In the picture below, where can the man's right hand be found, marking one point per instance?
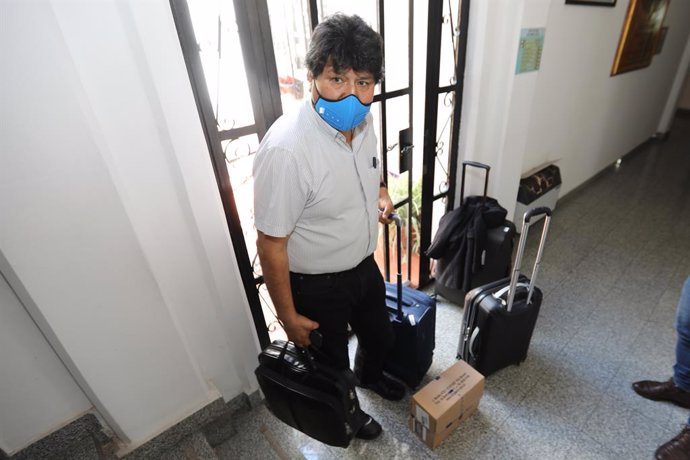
(298, 329)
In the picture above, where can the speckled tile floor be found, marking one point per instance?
(617, 255)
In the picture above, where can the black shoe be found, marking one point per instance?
(387, 388)
(370, 430)
(662, 391)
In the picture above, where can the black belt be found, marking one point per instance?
(317, 276)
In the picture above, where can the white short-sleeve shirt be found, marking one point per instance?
(322, 193)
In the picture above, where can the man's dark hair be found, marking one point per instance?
(349, 42)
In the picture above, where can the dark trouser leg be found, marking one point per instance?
(325, 300)
(370, 322)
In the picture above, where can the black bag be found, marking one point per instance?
(413, 316)
(473, 245)
(312, 397)
(499, 318)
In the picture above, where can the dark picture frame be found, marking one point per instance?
(591, 2)
(641, 33)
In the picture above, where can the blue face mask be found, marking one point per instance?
(344, 114)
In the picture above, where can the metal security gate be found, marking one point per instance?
(245, 59)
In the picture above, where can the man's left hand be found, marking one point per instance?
(385, 206)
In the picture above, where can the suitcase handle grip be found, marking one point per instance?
(394, 216)
(521, 250)
(536, 212)
(476, 164)
(473, 339)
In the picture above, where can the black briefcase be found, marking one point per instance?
(312, 397)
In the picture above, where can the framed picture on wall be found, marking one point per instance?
(591, 2)
(640, 36)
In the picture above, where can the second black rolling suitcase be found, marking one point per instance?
(413, 316)
(499, 317)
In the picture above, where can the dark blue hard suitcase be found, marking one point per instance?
(499, 317)
(413, 316)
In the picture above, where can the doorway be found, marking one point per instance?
(245, 59)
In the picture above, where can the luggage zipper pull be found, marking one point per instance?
(411, 319)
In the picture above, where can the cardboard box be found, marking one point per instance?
(439, 408)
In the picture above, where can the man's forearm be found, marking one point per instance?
(276, 272)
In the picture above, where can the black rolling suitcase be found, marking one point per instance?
(474, 243)
(413, 316)
(312, 397)
(499, 318)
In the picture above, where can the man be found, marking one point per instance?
(677, 389)
(318, 199)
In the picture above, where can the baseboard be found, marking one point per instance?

### WHAT YOU HAVE TO DO
Without the pictures, extract every entry verbatim.

### WRITTEN RESPONSE
In the picture below, where can the man's right hand be found, marking one point per instance?
(298, 329)
In the picture above, where can the speckled tile floor be found, marking one point per instance?
(617, 255)
In the picture above, where can the black shoe be found, marking one point per instance?
(387, 388)
(370, 430)
(662, 391)
In the picture above, where can the black belt be found, marking one point per instance?
(317, 276)
In the picture above, where can the white short-sleeve shirt be found, marking one point per instance?
(322, 193)
In the picture above, where can the man's dark hair be found, marking one point per instance?
(349, 42)
In the picture above, where can the dark trouser leg be found, marking one point per instance?
(325, 300)
(370, 322)
In the picture above, where can the black bag be found, marking one point per instance?
(413, 316)
(473, 245)
(312, 397)
(499, 318)
In the picture above, where can the dark picture frame be found, marking one point per instance?
(591, 2)
(641, 33)
In the picture above, where can the blue face mask be found, marking one point per instance?
(344, 114)
In the picture above, where can the metal security gate be found, marking one point per instance?
(245, 59)
In the picture above, where can the man's left hand be found, marking one point per instance?
(385, 206)
In the picture above, where can the suitcase handle grip be found, marking one point per instance?
(394, 216)
(521, 250)
(536, 212)
(476, 164)
(473, 339)
In the picture above, where can the black briefcase be found, marking one point per instance?
(312, 397)
In the picture above, where can the framed picture on wall be found, marking one point per instance?
(591, 2)
(640, 36)
In the picture above, where can the second black rolling suitcase be found, marking one point per instance?
(413, 316)
(499, 317)
In the picture above, where can the dark blue hard suitcase be found, marking one point per instance?
(499, 317)
(413, 316)
In the picture above, where can the doorway be found, marking one point per instance?
(245, 59)
In the picture above, where can the luggage zipper pull be found, marking one point per instance?
(411, 319)
In the picture above, where can the cardboard box be found, marking one point per instance?
(439, 408)
In the picture above, where can the man's forearm be found, marking one point per instance?
(276, 272)
In the picture above, where can the black rolling suitcase be found, marking one point per instance?
(474, 243)
(413, 316)
(312, 397)
(499, 318)
In the picture above, where can the man be found, marking one point per instance?
(677, 389)
(318, 199)
In the picture above, where can the baseboard be found, marking one point per instance?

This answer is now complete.